● EXERCISE BRIEF
Reproduce every line of the material, exactly as given.

● INPUT DATA
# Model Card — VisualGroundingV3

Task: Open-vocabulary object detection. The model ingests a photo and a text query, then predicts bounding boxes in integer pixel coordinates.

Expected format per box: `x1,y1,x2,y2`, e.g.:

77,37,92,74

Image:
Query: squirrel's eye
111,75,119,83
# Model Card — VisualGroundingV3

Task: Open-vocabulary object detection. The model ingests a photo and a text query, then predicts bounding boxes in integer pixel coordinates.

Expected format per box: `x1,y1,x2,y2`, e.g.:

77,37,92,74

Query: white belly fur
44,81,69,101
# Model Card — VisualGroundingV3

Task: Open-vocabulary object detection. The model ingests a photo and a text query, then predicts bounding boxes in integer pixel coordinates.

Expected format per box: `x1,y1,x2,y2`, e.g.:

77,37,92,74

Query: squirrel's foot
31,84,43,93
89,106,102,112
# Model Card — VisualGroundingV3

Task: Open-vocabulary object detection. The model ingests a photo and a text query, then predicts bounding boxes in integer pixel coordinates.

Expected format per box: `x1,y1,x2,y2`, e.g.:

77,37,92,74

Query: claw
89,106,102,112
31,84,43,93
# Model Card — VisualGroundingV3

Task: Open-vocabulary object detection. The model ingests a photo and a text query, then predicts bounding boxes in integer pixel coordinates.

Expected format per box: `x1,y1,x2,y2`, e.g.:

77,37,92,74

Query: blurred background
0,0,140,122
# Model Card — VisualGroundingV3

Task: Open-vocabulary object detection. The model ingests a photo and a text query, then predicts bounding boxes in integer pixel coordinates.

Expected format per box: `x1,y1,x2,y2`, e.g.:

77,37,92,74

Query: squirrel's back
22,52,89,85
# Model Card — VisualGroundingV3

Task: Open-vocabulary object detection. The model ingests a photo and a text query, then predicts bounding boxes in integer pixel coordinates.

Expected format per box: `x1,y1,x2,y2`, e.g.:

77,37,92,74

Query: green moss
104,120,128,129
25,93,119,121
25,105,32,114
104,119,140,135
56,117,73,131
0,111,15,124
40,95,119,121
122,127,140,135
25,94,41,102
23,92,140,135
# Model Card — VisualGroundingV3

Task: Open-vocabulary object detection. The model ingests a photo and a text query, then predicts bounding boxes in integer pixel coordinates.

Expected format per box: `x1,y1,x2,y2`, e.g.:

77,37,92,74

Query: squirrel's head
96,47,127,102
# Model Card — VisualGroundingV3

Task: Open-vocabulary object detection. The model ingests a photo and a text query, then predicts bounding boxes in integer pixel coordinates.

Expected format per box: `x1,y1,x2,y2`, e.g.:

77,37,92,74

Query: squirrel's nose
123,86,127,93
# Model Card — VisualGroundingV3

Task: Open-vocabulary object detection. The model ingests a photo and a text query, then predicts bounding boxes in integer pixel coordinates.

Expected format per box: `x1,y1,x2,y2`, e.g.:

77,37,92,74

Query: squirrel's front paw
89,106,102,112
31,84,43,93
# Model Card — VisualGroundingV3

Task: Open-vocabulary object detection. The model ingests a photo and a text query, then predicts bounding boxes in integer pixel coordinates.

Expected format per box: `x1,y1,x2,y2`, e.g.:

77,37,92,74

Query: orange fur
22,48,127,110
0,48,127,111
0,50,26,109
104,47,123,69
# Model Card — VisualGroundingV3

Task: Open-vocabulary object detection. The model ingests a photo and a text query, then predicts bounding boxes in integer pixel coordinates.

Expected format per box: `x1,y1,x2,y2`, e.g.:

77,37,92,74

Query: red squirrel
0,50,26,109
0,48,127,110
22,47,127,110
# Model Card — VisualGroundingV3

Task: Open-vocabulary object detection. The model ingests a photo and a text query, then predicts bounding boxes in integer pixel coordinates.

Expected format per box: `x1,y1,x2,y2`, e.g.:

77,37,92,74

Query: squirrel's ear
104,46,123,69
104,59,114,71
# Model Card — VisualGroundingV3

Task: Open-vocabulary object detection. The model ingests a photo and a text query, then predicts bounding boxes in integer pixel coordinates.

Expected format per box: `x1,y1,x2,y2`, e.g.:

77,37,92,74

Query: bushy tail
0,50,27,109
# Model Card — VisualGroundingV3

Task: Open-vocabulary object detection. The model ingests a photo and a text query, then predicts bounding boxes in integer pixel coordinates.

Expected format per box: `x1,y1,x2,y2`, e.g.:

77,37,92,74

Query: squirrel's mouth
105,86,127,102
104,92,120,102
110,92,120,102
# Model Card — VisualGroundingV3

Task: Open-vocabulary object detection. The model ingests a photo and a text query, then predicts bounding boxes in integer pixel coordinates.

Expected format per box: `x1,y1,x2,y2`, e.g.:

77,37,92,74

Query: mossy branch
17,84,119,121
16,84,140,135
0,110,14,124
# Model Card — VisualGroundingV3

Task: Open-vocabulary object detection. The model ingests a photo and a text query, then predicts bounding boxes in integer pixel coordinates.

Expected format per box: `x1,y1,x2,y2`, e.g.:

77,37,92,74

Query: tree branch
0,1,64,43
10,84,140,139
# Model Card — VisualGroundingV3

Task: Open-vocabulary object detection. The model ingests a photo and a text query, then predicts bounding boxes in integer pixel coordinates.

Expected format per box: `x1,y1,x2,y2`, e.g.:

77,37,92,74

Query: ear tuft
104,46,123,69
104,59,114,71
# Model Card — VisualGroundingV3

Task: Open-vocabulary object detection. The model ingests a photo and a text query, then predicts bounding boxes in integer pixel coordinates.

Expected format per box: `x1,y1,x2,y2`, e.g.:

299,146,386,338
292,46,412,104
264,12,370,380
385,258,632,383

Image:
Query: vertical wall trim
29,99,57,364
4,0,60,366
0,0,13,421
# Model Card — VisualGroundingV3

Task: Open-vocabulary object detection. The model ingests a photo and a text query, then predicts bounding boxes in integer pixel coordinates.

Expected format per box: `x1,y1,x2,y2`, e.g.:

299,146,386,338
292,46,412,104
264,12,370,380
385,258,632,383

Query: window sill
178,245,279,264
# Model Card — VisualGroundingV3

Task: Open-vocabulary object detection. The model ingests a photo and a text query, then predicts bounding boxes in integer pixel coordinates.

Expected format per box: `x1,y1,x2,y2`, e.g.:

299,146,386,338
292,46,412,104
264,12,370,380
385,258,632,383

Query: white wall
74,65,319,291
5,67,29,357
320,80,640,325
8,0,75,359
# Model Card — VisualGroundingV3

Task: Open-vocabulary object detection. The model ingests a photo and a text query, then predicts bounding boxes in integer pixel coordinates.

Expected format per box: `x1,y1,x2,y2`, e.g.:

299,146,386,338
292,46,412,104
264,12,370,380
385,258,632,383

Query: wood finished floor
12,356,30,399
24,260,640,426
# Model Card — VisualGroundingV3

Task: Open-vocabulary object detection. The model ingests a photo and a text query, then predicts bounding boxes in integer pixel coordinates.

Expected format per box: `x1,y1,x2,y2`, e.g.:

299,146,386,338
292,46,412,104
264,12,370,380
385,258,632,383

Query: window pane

● RESULT OF THIS EXERCISE
# Model Card — VisualGroundingV3

Task: Open-vocabulary object detection. The model ingests a photo and a text query, then predicts bounding boxes in integer pixel coordinates.

Expected format per box: `x1,y1,x2,y2`, e.g.:

77,37,92,74

Image:
Query: squirrel's eye
111,75,119,83
# Model Card — VisualGroundingV3

Task: Open-vocabulary object detection. The model ingests a photo and a text query, then predicts bounding boxes in integer pixel coordinates.

Expected format per box: `x1,y1,x2,y2`, e.g.:

77,37,92,74

Query: white belly fur
44,81,69,101
# Model Card — VisualGroundingV3

Task: Open-vocabulary object detection. The model ingests a photo and a text query, then predicts bounding boxes in integer pixel coordinates.

Expected format per box: `x1,y1,x2,y2`, e.g.:

77,37,92,74

Query: squirrel's foot
31,84,43,93
89,106,102,112
# Model Card — VisualGroundingV3

Task: Open-vocabulary object detection. The model ingests a photo and a text query, then predicts bounding boxes in integer pixel coordinates.

Expected format per box: `x1,y1,x2,y2`, e.g.:

77,37,92,74

Query: claw
89,106,102,112
31,84,43,93
# Model Card — VisualGroundingV3

Task: Open-vocabulary object detection. The model ingests a photo and a text query, then predicts bounding boxes in integer pixel coordinates.

Expected format per box: `x1,y1,x2,y2`, e.g.:

77,37,92,74

Query: blurred background
0,0,140,122
# Model Card — VisualGroundingV3

Task: Open-vocabulary object detection. The model ingests a photo and a text query, then predicts bounding boxes in integer pixel coordinates.

Expected format per box: `x1,y1,x2,y2`, e.g.:

77,37,92,74

Query: squirrel's back
22,52,89,85
# Model Card — VisualGroundingV3

Task: Open-vocabulary object detection. The model ingests a photo and a text query, then predicts bounding boxes in integer pixel coordinates.

Expected format per box: `x1,y1,x2,y2`, e.g.:

77,37,92,74

Query: green moss
104,120,128,129
25,93,119,121
25,105,32,114
104,119,140,135
56,117,73,131
0,111,15,124
40,95,119,121
122,127,140,135
25,94,41,102
23,92,140,135
# Model Card — VisualGroundingV3

Task: Open-vocabulary object detection. The model ingests a photo and a text query, then predicts bounding boxes in integer pixel coordinates.

Expected format per box: `x1,y1,x2,y2`, e.g.:

77,37,92,74

Query: squirrel's head
96,47,127,102
# Model Card — VisualGroundingV3

Task: Open-vocabulary object detection. The model ingests a photo and a text query, then predicts bounding boxes in integer pixel coordinates.

Expected format per box: `x1,y1,x2,y2`, e.g.:

77,37,92,74

Query: squirrel's nose
123,86,127,93
# Model Card — VisualGroundingV3

Task: Open-vocabulary object detection. The model ingests a photo and a text query, then predicts bounding boxes in integer pixel coordinates.

Expected format per box: `x1,y1,x2,y2`, e.g.:

77,37,92,74

Query: squirrel's front paw
89,106,102,112
31,84,43,93
# Model Card — VisualGroundingV3

Task: Open-vocabulary object detection. The model ingests a photo and a text query, then predicts bounding boxes in integer pixel coordinates.

Expected format per box: `x1,y1,x2,y2`, e.g.:

77,37,92,74

Query: orange fur
22,48,127,110
0,48,127,111
0,50,26,109
104,47,123,69
# Model Card — VisualGroundingV3

Task: Open-vocabulary object detection. The model ingests a photo and a text query, then predicts bounding boxes in integer pixel coordinates.

Expected format per box: `x1,y1,x2,y2`, e.g.:

77,37,92,74

Query: red squirrel
0,50,26,109
0,48,127,110
22,47,127,110
# Model Card — VisualGroundingV3

Task: Open-vocabulary object detection. The model ingests a photo and a text query, then predicts bounding boxes in integer pixel coordinates.

Expected format per box: `x1,y1,x2,y2`, e.g.:

77,37,92,74

Query: squirrel's ear
104,46,123,69
104,59,114,71
# Model Card — VisualGroundingV3

Task: Open-vocabulary object detection. The model ingests a photo and a text query, then predicts bounding boxes in integer pixel coordinates.

Expected format per box: `x1,y1,x2,y2`, e.g.:

77,37,92,74

Query: bushy tail
0,50,27,109
# Model Card — VisualGroundingV3

Task: Open-vocabulary object detection. The model ingests a photo and a text query, then predicts bounding boxes in integer pixel coordinates.

Expected format per box: `x1,y1,x2,y2`, e.g.:

77,37,92,74

Query: squirrel's mouth
105,86,127,102
104,92,120,102
110,92,120,102
# Model Card — VisualGroundingV3

Task: Open-vocabulary object detection. The model ingests a photo and a text query, then predicts bounding boxes in integer pixel coordinates.

Expected format per box: `x1,y1,x2,y2`, e.g.:

77,37,92,74

Query: mossy branch
17,84,119,121
16,84,140,135
0,110,14,124
# Model Card — VisualGroundingV3

Task: Open-vocabulary object detection. The model ingests a photo and a text query, then predicts bounding boxes in integer pixel coordinates.

Expected format per box: `x1,y1,x2,y2`, e.g.:

77,37,92,74

Query: tree branch
0,1,64,43
10,84,140,139
# Model Card — VisualGroundingV3

Task: Open-vocabulary object detection. The model ingests a photo and a text query, then predicts bounding boxes in integer pixel coordinates.

Expected format per box: `x1,y1,x2,y2`, e.g.:

77,37,92,74

Query: ear tuft
104,46,123,69
104,59,114,71
# Model Card — VisualGroundingV3

Task: Open-vocabulary object detection. The model ingests a photo and a text query, then predicts bounding boxes in integer pixel coordinates.

Expected format per box: `x1,y1,x2,y2`, e.g.:

299,146,386,338
292,46,412,104
264,12,370,380
385,258,632,383

Image:
Query: vertical wall trim
29,99,57,364
4,0,60,366
0,0,13,421
# Model Card — VisualGroundingV3

Task: Open-vocabulary object detection. The model ingests a photo and a text query, then predicts bounding boxes in integer pixel coordinates.

Expected format per box: `x1,y1,x2,y2`, e.g.:

299,146,386,338
292,46,412,104
264,12,370,380
385,258,632,383

Query: window sill
178,245,279,264
# Model Card — VisualGroundingV3

Task: Open-vocabulary object detection. The model ingests a photo and a text query, then predicts bounding boxes in integer pixel coordinates.

Expected format per box: `x1,y1,x2,y2`, e.g.:

299,146,386,338
292,46,412,104
264,12,370,380
385,258,632,383

Query: white wall
74,65,319,291
5,67,29,357
320,80,640,325
8,0,75,359
# Model Card — VisualGroundingV3

Task: Open-vocabulary object detection. The model ingests a photo and a text query, then predicts bounding boxes in integer pixel coordinates.

Expected format per box: `x1,y1,x2,y2`, e.g.:

299,146,386,338
292,46,412,104
264,12,370,380
385,258,632,383

Query: wood finished floor
12,356,30,399
24,260,640,426
# Model Card — VisualGroundingV3

Task: Open-vocabulary object detection. The model ingests a photo and a text query, then predicts bounding boxes in integer pixel coordinates.

Expected format per box: `x1,y1,x2,y2`, e.g.:

299,146,386,338
292,46,412,104
264,12,370,380
385,258,632,383

Query: window pane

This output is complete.